── DATA TO USE

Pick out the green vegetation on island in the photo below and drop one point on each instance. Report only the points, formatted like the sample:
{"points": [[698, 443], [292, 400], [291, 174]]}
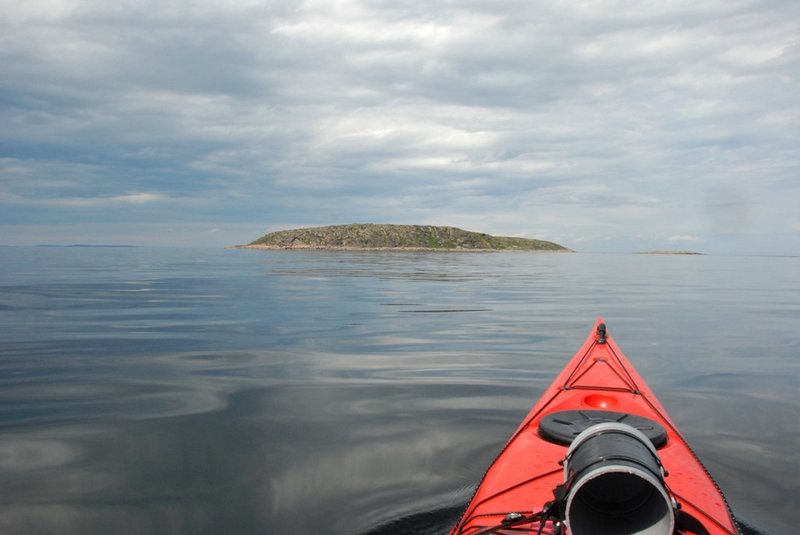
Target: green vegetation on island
{"points": [[668, 252], [414, 237]]}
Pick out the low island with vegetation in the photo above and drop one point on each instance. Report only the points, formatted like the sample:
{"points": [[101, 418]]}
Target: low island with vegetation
{"points": [[669, 251], [397, 237]]}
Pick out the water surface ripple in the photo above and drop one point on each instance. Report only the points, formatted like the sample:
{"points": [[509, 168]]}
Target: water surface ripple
{"points": [[205, 391]]}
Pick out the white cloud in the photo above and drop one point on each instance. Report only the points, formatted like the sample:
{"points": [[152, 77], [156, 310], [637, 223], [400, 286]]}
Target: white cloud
{"points": [[684, 238], [515, 116]]}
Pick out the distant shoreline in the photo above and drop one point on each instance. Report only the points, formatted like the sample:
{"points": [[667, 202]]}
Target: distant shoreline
{"points": [[386, 237], [261, 247], [686, 253]]}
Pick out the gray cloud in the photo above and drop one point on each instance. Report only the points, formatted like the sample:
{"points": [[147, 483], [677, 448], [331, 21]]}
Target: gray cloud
{"points": [[578, 121]]}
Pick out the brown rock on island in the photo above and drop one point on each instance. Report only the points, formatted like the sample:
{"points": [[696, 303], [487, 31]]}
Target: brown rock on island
{"points": [[397, 237]]}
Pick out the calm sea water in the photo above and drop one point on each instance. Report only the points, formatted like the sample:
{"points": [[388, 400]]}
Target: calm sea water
{"points": [[216, 391]]}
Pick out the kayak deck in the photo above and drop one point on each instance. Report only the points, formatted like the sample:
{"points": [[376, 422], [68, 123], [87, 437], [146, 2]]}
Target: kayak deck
{"points": [[523, 477]]}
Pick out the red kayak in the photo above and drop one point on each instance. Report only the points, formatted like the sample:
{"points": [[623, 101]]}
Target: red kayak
{"points": [[597, 455]]}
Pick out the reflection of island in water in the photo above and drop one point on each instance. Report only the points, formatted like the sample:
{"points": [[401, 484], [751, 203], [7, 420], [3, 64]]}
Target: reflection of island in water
{"points": [[397, 237]]}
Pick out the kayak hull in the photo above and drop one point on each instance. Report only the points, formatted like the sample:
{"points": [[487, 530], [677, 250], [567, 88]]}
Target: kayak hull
{"points": [[530, 466]]}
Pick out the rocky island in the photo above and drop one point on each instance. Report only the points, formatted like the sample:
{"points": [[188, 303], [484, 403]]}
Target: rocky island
{"points": [[397, 237]]}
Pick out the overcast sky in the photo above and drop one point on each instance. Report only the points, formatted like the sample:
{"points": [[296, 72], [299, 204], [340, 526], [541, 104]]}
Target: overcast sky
{"points": [[602, 126]]}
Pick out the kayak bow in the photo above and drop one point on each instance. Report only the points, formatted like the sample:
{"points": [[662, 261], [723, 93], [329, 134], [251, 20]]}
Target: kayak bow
{"points": [[597, 455]]}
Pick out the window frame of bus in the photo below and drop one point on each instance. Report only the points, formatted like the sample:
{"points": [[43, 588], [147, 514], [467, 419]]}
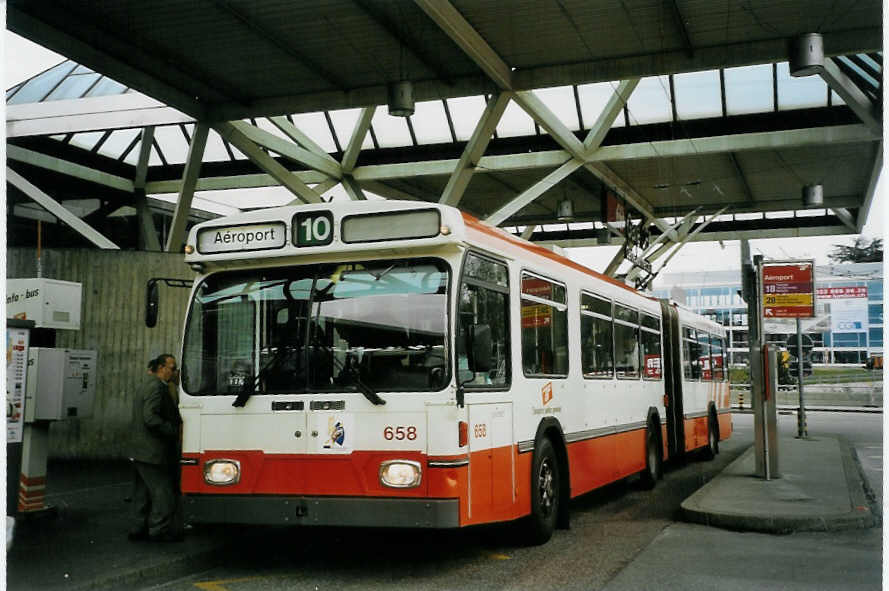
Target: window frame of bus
{"points": [[600, 316], [687, 358], [552, 303], [389, 213], [706, 335], [464, 280], [722, 354], [635, 326], [643, 328]]}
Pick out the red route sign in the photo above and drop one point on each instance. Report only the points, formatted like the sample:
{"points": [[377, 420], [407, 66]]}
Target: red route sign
{"points": [[788, 290]]}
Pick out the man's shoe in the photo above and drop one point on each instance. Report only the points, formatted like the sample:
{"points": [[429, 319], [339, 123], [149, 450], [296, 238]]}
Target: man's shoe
{"points": [[137, 535], [167, 537]]}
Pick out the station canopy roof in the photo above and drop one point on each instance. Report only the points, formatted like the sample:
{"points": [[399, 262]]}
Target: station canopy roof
{"points": [[685, 111]]}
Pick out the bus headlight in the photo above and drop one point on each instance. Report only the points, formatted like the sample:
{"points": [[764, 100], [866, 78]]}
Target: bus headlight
{"points": [[400, 474], [222, 472]]}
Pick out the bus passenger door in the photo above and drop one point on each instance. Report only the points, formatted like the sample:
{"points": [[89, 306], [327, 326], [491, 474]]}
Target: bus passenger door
{"points": [[673, 380], [491, 471]]}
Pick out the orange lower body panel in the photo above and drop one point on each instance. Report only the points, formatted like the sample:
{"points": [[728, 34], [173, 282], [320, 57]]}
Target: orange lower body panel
{"points": [[495, 486]]}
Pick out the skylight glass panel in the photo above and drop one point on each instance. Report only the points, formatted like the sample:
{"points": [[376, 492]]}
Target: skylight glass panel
{"points": [[73, 87], [119, 141], [515, 122], [86, 140], [799, 93], [391, 131], [430, 123], [698, 95], [748, 89], [344, 122], [560, 101], [214, 151], [12, 90], [315, 126], [650, 102], [106, 87], [172, 143], [465, 113], [593, 99], [35, 89]]}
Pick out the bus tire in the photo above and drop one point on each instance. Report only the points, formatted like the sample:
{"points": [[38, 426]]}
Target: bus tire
{"points": [[545, 494], [652, 471], [712, 447]]}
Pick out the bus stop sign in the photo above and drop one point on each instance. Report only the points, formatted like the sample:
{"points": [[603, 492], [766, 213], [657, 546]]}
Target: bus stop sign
{"points": [[788, 289]]}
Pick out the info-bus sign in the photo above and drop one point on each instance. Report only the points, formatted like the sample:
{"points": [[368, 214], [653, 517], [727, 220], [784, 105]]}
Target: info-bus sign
{"points": [[788, 289]]}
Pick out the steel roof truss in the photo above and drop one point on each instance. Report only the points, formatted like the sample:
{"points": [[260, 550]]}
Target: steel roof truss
{"points": [[854, 97], [475, 148], [189, 181], [268, 164], [58, 210], [287, 149]]}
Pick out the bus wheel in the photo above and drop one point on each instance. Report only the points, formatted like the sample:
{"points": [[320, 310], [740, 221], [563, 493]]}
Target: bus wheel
{"points": [[652, 471], [712, 447], [545, 491]]}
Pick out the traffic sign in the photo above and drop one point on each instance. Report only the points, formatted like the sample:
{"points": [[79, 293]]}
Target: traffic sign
{"points": [[788, 289]]}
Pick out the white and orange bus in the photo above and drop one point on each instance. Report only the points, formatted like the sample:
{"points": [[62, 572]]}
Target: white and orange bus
{"points": [[395, 364]]}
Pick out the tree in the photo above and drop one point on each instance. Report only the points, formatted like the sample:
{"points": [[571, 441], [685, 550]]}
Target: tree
{"points": [[859, 252]]}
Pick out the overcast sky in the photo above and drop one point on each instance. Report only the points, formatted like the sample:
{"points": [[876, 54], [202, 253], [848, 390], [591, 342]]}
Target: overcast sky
{"points": [[24, 59]]}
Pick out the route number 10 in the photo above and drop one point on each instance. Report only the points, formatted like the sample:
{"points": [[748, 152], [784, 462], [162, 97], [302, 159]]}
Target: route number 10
{"points": [[313, 229]]}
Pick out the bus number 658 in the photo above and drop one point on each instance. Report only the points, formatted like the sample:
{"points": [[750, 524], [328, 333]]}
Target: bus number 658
{"points": [[400, 433]]}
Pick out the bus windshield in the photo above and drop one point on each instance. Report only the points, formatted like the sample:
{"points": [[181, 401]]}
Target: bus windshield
{"points": [[319, 328]]}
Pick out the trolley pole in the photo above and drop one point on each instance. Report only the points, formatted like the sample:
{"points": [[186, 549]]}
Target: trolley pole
{"points": [[802, 429]]}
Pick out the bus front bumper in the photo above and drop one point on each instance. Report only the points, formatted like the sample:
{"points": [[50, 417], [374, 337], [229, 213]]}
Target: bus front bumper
{"points": [[313, 511]]}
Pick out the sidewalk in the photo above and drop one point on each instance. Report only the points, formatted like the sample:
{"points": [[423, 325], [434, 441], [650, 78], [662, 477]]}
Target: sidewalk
{"points": [[85, 546], [821, 488]]}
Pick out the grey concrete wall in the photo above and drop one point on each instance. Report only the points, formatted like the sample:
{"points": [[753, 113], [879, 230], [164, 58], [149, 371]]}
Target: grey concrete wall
{"points": [[112, 323]]}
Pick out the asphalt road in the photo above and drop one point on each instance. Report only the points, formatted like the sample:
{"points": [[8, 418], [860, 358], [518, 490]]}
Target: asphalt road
{"points": [[621, 537]]}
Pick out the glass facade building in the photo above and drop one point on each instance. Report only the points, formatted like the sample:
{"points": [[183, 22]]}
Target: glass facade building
{"points": [[847, 329]]}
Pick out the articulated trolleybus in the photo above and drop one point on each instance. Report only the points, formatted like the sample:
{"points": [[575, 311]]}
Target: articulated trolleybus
{"points": [[395, 364]]}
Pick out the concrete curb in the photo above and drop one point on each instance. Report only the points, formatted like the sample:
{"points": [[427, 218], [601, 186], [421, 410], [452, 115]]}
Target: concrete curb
{"points": [[863, 513]]}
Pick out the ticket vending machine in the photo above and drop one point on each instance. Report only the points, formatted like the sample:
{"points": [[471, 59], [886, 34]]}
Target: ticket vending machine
{"points": [[60, 384]]}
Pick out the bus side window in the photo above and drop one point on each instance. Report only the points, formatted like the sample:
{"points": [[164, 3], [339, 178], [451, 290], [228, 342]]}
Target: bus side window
{"points": [[596, 337], [484, 300], [544, 327], [691, 362]]}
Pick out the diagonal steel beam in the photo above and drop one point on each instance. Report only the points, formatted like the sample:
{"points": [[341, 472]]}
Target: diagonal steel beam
{"points": [[68, 168], [353, 188], [293, 132], [147, 231], [288, 149], [864, 210], [844, 216], [613, 108], [532, 193], [475, 148], [58, 210], [467, 39], [267, 163], [857, 100], [189, 179], [350, 156]]}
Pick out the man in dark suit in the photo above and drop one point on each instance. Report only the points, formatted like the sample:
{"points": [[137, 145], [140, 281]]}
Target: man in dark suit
{"points": [[155, 454]]}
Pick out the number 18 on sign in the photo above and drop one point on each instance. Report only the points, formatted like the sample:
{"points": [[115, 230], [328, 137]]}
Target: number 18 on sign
{"points": [[788, 289]]}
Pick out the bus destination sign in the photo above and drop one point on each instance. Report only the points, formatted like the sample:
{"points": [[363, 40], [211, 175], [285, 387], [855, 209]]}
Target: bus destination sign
{"points": [[242, 238], [788, 290]]}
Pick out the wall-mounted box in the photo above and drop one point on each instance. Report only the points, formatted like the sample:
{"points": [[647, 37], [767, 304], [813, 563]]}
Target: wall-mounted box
{"points": [[50, 303], [61, 384]]}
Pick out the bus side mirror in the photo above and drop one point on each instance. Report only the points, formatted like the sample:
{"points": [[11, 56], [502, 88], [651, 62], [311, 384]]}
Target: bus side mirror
{"points": [[479, 347], [152, 300]]}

────

• _PROBLEM TO WORK ON_: Retrieve every line above holding the word "below".

• _WRITTEN SOLUTION_:
Pick out the green vegetation on island in the photo below and drop one point on each instance. Report only the points, formatted like the sample:
Pick out the window frame of bus in the photo below and drop one point on each instance. Report only the points, formatted like the sample:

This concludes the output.